_Problem to solve_
Retype all of the data. Every line must match exactly.

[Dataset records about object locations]
══════════
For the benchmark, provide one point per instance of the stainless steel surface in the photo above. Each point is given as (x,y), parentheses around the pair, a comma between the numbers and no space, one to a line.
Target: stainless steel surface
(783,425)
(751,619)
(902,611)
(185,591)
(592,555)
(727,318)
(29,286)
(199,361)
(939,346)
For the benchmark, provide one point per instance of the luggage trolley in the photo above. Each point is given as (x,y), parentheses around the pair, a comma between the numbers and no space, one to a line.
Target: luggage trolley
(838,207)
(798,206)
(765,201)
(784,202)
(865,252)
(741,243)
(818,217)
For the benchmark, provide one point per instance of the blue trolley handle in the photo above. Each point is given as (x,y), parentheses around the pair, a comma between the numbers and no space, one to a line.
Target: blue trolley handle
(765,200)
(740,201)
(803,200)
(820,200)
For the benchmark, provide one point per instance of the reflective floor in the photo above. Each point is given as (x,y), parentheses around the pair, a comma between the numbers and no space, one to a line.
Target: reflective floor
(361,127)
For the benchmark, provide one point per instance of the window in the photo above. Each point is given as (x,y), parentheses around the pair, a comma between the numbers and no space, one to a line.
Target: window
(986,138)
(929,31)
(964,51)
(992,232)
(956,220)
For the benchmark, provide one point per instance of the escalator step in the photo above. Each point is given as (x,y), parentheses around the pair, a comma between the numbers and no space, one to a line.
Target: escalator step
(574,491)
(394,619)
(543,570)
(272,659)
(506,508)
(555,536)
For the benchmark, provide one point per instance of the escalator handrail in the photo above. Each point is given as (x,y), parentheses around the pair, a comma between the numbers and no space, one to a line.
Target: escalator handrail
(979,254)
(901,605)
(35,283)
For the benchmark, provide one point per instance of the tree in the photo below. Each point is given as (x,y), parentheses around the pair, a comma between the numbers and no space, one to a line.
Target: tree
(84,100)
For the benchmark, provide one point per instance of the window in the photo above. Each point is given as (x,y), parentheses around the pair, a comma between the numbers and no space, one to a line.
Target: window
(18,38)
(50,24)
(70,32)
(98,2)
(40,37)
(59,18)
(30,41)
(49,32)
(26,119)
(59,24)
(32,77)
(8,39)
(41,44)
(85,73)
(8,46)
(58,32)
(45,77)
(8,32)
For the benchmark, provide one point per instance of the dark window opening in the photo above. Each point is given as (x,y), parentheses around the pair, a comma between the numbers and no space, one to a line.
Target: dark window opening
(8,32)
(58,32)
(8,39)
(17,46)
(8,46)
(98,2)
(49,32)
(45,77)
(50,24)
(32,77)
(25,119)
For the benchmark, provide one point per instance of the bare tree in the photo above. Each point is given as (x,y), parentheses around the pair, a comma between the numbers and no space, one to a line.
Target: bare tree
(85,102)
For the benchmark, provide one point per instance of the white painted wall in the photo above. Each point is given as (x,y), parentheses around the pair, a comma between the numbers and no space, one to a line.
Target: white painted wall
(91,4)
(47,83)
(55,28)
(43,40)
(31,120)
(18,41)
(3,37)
══════════
_Written solution_
For the benchmark, provide one point per instance of the stainless steel surface in the photo above. Each point is given as (x,y), parentheses around the pair, a comma between the numbers and no space, one to a line.
Target: stainless steel surface
(783,425)
(751,619)
(902,611)
(185,591)
(592,555)
(727,318)
(29,286)
(199,361)
(939,346)
For the benchmark, provide one point per instance of the luggage trolley in the photo above. Each point is given as (x,y), parentheses around the pair, a comma between the numbers and no space, one to a line.
Target: luggage trolley
(838,207)
(798,206)
(765,201)
(784,202)
(865,252)
(741,243)
(818,217)
For the benchmark, provide one point per instance of the blue trolley handle in the photo above. Each point is given as (x,y), parentheses around the pair, a comma between the numbers and no space, one to a line.
Target: blue trolley handle
(765,200)
(740,201)
(803,200)
(820,200)
For the benchmark, provide one point per instance of the reflective floor in the photo above. Each point is given as (x,y), parentheses around the pair, a comma between the numbers and no space, one to a line.
Target: reflective floor
(361,127)
For the benchmark, provide one point per instance of the window in the photo above. Each point is given as (x,y), parentheses around the pair, a comma between the numbers and no space, one to a line.
Target: window
(986,138)
(929,31)
(964,51)
(992,232)
(956,220)
For the benchmark, provide one point per instance of the escalator step in the photo above. Each point is given as (x,y), parentheses around the pair, a comma between the numbers and no space, one to a line.
Target: escalator step
(574,491)
(394,619)
(543,570)
(272,659)
(506,508)
(555,536)
For the benchmark, provide one point per instance of the escalator handrail in the photo above. Each point is given as (x,y), parentheses around the pair, a comma between the numbers and no space, one to a line.
Target: escalator handrail
(979,254)
(901,605)
(35,283)
For the benchmark, provide one point per instance of the tree in the photo below. Each point is given as (x,y), parentheses around the pair, a comma between the numbers and no space, one to a line.
Target: tree
(84,100)
For the benchmark, provide one point per instance of the window in the photo above. Each point is given as (x,y), parentheses around the pair, a comma between the numbers and no space, one to a line.
Target: window
(18,38)
(50,24)
(70,32)
(98,2)
(40,37)
(59,18)
(30,41)
(49,32)
(26,119)
(59,24)
(32,77)
(8,39)
(41,44)
(85,73)
(8,46)
(58,32)
(45,77)
(8,32)
For the benchmark, provide one point per instance of the dark window opening in the photo above. Each point is given as (x,y), parentheses around the pair, a comma between the numbers and no space, one to a line.
Target: dark window opening
(8,32)
(58,32)
(8,39)
(17,46)
(8,46)
(98,2)
(49,32)
(45,77)
(50,24)
(32,77)
(25,119)
For the benchmark, provide one point per instance of the bare tree in the photo above. Each point is given as (x,y), parentheses around the pair, a comma between the numbers and no space, one to a line.
Target: bare tree
(85,102)
For the benchmark, provide one point per instance of the white painted wall in the photo above. Each point is given as (x,y), parentheses around the pair, a comma between the numbers and no space, one to a line.
Target: white painted wall
(91,4)
(47,83)
(55,28)
(43,40)
(31,120)
(18,41)
(3,37)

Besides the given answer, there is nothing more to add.